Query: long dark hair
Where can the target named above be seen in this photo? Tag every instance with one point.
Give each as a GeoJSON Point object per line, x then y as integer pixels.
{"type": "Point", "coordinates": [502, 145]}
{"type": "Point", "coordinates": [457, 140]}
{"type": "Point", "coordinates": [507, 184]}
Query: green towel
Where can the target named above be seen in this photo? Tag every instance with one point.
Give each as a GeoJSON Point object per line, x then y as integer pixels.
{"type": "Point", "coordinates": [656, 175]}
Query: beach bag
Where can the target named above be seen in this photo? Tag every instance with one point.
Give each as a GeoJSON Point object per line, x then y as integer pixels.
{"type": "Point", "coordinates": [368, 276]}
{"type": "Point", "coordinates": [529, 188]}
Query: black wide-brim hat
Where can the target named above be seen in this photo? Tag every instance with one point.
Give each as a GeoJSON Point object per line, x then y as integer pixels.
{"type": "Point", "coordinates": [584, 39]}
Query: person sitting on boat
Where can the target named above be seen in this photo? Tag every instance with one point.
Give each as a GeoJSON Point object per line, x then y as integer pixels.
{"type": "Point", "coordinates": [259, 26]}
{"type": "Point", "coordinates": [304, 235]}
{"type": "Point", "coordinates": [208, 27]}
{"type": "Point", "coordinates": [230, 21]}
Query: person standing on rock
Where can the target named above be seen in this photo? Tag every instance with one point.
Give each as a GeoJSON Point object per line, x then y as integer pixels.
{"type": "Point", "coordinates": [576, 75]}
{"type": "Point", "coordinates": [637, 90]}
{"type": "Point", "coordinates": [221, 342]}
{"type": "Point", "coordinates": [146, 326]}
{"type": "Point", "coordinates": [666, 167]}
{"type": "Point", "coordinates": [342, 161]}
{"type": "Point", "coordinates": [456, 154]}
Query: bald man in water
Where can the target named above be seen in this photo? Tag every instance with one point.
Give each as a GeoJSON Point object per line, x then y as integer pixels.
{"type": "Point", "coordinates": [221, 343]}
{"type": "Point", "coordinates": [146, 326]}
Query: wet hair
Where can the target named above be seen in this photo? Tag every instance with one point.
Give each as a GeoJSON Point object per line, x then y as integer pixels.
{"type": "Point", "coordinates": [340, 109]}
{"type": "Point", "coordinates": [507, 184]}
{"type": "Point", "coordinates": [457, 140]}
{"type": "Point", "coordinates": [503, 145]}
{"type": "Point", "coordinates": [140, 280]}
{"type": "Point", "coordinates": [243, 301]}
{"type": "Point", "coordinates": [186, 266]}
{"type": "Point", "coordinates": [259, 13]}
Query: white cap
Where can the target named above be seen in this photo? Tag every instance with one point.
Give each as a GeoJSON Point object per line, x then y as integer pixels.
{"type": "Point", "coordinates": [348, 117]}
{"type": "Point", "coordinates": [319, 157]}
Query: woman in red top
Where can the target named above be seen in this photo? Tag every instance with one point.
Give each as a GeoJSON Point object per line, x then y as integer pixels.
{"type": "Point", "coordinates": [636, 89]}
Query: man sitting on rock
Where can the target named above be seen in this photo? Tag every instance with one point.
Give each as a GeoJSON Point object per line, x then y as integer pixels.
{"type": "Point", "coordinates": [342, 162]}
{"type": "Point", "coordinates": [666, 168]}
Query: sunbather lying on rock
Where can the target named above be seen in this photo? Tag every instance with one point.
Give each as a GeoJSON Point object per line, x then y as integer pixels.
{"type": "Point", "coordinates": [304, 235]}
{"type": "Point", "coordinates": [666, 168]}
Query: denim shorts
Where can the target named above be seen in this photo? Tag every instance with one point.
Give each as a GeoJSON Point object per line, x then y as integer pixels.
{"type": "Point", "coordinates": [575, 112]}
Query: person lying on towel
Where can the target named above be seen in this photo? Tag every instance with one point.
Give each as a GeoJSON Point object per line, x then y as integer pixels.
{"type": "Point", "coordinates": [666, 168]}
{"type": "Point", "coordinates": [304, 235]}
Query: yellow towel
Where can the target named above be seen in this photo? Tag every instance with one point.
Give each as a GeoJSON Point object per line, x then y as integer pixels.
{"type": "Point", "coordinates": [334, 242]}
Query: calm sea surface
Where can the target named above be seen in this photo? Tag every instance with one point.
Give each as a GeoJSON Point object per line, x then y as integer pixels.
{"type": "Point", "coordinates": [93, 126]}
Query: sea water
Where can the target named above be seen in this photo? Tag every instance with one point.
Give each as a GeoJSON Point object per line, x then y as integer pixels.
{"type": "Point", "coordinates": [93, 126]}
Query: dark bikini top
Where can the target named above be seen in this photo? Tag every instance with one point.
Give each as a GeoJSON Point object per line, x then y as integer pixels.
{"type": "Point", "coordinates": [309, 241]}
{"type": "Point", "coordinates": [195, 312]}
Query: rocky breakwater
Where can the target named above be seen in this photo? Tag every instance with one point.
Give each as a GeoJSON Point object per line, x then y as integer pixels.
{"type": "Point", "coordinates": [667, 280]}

**Task to carry out**
Beginning at the line containing "Query: dark bikini top" and running through the end of the items, rewrite every line, altering only the point coordinates: multiply each one by 0.75 and round to a whole number, with halves rounded up.

**Task output**
Query: dark bikini top
Where can the target named above be seen in this photo? Tag every instance with one point.
Give each as a GeoJSON Point object per line, x then y as integer pixels.
{"type": "Point", "coordinates": [232, 181]}
{"type": "Point", "coordinates": [146, 234]}
Query: rocky breakwater
Where can the target named above be seen in this photo? Tag every instance with one point.
Give each as a GeoJSON Point object per line, x then y as integer pixels.
{"type": "Point", "coordinates": [500, 210]}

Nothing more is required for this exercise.